ЗАДАНИЕ:
Оформите эти строки как CSV с двумя столбцами, «текст» и «ответ». На каждый текст приходится одна запись CSV с этим текстом и ответом к нему, каждое значение стоит в кавычках в одном поле, а переносы строк заменены пробелами.

Строки из источника данных
=-=-=
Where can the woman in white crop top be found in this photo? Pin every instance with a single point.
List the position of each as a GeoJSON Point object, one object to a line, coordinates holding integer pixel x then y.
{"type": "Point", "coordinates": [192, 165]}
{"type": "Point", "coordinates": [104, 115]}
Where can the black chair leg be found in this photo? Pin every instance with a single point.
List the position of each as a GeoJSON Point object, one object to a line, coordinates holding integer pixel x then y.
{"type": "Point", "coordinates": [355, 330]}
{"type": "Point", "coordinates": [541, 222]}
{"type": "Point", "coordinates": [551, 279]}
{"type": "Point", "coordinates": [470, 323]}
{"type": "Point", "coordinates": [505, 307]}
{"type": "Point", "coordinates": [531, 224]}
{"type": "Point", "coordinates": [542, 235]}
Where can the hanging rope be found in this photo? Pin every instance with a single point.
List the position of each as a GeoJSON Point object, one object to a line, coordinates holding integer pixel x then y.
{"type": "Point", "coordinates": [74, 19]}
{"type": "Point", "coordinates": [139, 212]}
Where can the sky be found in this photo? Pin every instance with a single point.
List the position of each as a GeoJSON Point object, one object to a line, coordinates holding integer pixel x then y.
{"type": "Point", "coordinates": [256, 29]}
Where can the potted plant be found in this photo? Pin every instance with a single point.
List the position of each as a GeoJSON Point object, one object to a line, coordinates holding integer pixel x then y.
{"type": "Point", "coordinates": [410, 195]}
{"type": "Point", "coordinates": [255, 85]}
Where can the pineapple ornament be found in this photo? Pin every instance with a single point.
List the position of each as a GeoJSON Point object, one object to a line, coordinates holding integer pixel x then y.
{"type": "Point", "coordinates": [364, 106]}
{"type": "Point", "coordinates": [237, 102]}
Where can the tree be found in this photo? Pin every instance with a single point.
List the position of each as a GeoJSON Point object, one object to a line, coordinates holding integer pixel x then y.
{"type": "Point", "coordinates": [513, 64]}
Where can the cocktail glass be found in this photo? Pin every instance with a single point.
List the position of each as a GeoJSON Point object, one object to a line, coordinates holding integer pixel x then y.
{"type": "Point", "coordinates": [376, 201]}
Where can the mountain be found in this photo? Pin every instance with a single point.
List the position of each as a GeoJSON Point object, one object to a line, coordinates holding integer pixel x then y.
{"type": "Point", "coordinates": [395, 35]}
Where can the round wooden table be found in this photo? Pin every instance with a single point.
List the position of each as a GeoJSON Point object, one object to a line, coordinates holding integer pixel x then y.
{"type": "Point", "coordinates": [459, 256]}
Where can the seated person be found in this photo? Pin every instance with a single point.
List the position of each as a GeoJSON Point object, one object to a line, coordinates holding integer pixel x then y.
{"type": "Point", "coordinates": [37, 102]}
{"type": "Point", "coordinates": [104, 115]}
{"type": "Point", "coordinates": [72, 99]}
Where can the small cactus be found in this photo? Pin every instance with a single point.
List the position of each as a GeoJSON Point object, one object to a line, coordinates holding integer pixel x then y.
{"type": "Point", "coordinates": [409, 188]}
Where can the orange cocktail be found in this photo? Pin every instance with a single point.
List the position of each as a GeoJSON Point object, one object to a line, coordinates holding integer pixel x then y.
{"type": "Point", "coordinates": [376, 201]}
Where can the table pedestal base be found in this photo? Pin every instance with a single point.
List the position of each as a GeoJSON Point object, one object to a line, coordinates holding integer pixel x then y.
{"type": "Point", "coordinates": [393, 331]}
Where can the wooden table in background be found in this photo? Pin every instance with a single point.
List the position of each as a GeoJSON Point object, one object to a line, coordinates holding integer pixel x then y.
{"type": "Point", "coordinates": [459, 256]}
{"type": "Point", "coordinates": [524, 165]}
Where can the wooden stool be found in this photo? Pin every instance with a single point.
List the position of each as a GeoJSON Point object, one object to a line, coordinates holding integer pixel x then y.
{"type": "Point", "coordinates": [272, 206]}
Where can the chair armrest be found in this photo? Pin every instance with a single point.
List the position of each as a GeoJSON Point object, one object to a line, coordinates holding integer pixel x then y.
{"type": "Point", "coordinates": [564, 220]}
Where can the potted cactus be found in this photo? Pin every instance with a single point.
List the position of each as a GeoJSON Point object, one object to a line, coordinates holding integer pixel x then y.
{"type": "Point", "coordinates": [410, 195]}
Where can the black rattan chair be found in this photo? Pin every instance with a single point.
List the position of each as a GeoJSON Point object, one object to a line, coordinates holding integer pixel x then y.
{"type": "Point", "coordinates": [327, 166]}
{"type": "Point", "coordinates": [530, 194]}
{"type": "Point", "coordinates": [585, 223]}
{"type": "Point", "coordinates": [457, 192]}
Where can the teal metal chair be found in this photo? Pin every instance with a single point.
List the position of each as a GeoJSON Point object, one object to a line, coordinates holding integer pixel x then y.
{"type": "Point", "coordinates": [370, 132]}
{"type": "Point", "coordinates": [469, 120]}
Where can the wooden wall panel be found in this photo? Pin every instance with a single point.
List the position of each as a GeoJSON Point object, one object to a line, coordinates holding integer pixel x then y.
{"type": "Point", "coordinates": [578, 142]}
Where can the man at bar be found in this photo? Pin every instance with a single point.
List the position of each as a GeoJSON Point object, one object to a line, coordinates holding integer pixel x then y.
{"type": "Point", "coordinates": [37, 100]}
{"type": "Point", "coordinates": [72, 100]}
=-=-=
ПРАВИЛЬНЫЙ ОТВЕТ:
текст,ответ
"Where can the woman in white crop top be found in this photo? Pin every instance with a single point. List the position of each as a GeoJSON Point object, one object to a line, coordinates holding integer pixel x then y.","{""type"": ""Point"", ""coordinates"": [192, 165]} {""type"": ""Point"", ""coordinates"": [104, 115]}"
"Where can the black chair leg be found in this photo? Pin every instance with a single point. List the position of each as a GeoJSON Point object, one object to a line, coordinates holding integer pixel x then y.","{""type"": ""Point"", ""coordinates"": [355, 330]} {""type"": ""Point"", ""coordinates"": [541, 222]} {""type"": ""Point"", ""coordinates"": [551, 279]} {""type"": ""Point"", ""coordinates"": [470, 323]} {""type"": ""Point"", ""coordinates"": [505, 307]} {""type"": ""Point"", ""coordinates"": [531, 224]} {""type"": ""Point"", ""coordinates"": [542, 235]}"
"Where can the hanging rope be found in this photo? Pin every instance with a single point. List the position of each as a GeoJSON Point object, one object to a line, coordinates holding integer pixel x then y.","{""type"": ""Point"", ""coordinates"": [74, 19]} {""type"": ""Point"", ""coordinates"": [139, 212]}"
"Where can the sky be found in this photo? Pin every instance with a single point. List the position of each as a GeoJSON Point object, one object to a line, coordinates holding integer pixel x then y.","{""type"": ""Point"", ""coordinates"": [256, 29]}"
"Where can the potted plant be found in this photo? Pin every instance with a single point. List the position of each as a GeoJSON Point object, one object to a line, coordinates holding integer pixel x then y.","{""type"": ""Point"", ""coordinates"": [410, 195]} {""type"": ""Point"", ""coordinates"": [255, 85]}"
"Where can the pineapple ornament be found in this photo? Pin every instance with a single point. List the position of each as a GeoJSON Point object, one object to a line, coordinates holding integer pixel x then y.","{""type"": ""Point"", ""coordinates"": [364, 106]} {""type"": ""Point"", ""coordinates"": [237, 102]}"
"Where can the tree be found in this photo? Pin every instance with a single point. List the position of each as a GeoJSON Point object, one object to a line, coordinates holding integer pixel x then y.","{""type"": ""Point"", ""coordinates"": [513, 64]}"
"Where can the cocktail glass be found in this photo? Pin every instance with a single point. List the position of each as a GeoJSON Point object, one object to a line, coordinates holding integer pixel x then y.","{""type"": ""Point"", ""coordinates"": [376, 201]}"
"Where can the mountain be found in this photo? Pin every instance with a single point. List the position of each as a GeoJSON Point object, one object to a line, coordinates holding integer pixel x then y.","{""type"": ""Point"", ""coordinates"": [395, 35]}"
"Where can the round wooden table be found in this photo? Pin every instance with a single point. List the position of each as a GeoJSON Point object, one object to a line, coordinates holding integer pixel x then y.","{""type"": ""Point"", ""coordinates"": [459, 256]}"
"Where can the seated person be found in this photo? Pin every instance with a single point. List the position of each as a GeoJSON Point object, one object to a line, coordinates holding integer pixel x then y.","{""type"": ""Point"", ""coordinates"": [37, 102]} {""type"": ""Point"", ""coordinates"": [104, 115]} {""type"": ""Point"", ""coordinates"": [72, 99]}"
"Where can the small cactus be found in this photo? Pin every instance with a single point. List the position of each as a GeoJSON Point object, one object to a line, coordinates holding integer pixel x then y.","{""type"": ""Point"", ""coordinates"": [409, 188]}"
"Where can the orange cocktail be found in this photo? Pin every instance with a single point. List the position of each as a GeoJSON Point object, one object to a line, coordinates holding integer pixel x then y.","{""type"": ""Point"", ""coordinates"": [376, 201]}"
"Where can the table pedestal base be found in this photo? Pin every instance with a single point. List the position of each as a GeoJSON Point object, one object to a line, coordinates holding integer pixel x then y.","{""type"": ""Point"", ""coordinates"": [393, 331]}"
"Where can the wooden table in background be found in this photo? Pin every instance with a single point. List the position of each as a GeoJSON Point object, one object to a line, coordinates holding integer pixel x then y.","{""type"": ""Point"", ""coordinates"": [459, 256]} {""type"": ""Point"", ""coordinates"": [524, 165]}"
"Where can the wooden stool be found in this photo? Pin every instance with a single point. List the position of each as a GeoJSON Point object, one object to a line, coordinates holding integer pixel x then y.","{""type"": ""Point"", ""coordinates"": [272, 206]}"
"Where can the chair armrest be found in this photo? Pin every instance with a single point. List the position of each as a GeoJSON Point object, one object to a line, coordinates holding integer pixel x then y.","{""type"": ""Point"", ""coordinates"": [564, 220]}"
"Where can the potted cactus be found in this photo? Pin every instance with a single point. List the position of each as a GeoJSON Point object, one object to a line, coordinates holding integer pixel x then y.","{""type"": ""Point"", ""coordinates"": [410, 195]}"
"Where can the black rattan chair be found in this photo? Pin every instance with a single point. List the position of each as a GeoJSON Point object, one object to a line, coordinates holding integer pixel x then y.","{""type"": ""Point"", ""coordinates"": [327, 166]} {""type"": ""Point"", ""coordinates"": [530, 194]} {""type"": ""Point"", ""coordinates"": [585, 223]} {""type"": ""Point"", ""coordinates"": [457, 192]}"
"Where can the teal metal chair be found in this photo? Pin every instance with a single point. List the position of each as a GeoJSON Point object, one object to a line, coordinates holding integer pixel x then y.","{""type"": ""Point"", ""coordinates"": [370, 132]} {""type"": ""Point"", ""coordinates"": [469, 120]}"
"Where can the wooden wall panel be found in this photo? Pin every instance with a single point. List the position of each as a GeoJSON Point object, one object to a line, coordinates holding integer pixel x then y.","{""type"": ""Point"", ""coordinates"": [578, 142]}"
"Where can the man at bar be found in this photo? Pin every instance with a single point. List the position of each as a GeoJSON Point object, one object to a line, coordinates holding integer pixel x then y.","{""type"": ""Point"", ""coordinates"": [37, 100]} {""type"": ""Point"", ""coordinates"": [72, 100]}"